### DESCRIPTION OF THE TASK
Rewrite the items below, replacing "instance" with "occurrence" and keeping every other word unchanged.

— Start of GIVEN RECORDS —

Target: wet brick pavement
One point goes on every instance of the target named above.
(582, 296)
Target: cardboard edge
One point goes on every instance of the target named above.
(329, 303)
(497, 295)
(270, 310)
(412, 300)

— End of GIVEN RECORDS —

### EXPECTED OUTPUT
Target: wet brick pavement
One point goes on every occurrence of the target named above.
(582, 296)
Target: cardboard edge
One point goes on every occurrence of the target named above.
(329, 303)
(497, 295)
(270, 310)
(412, 300)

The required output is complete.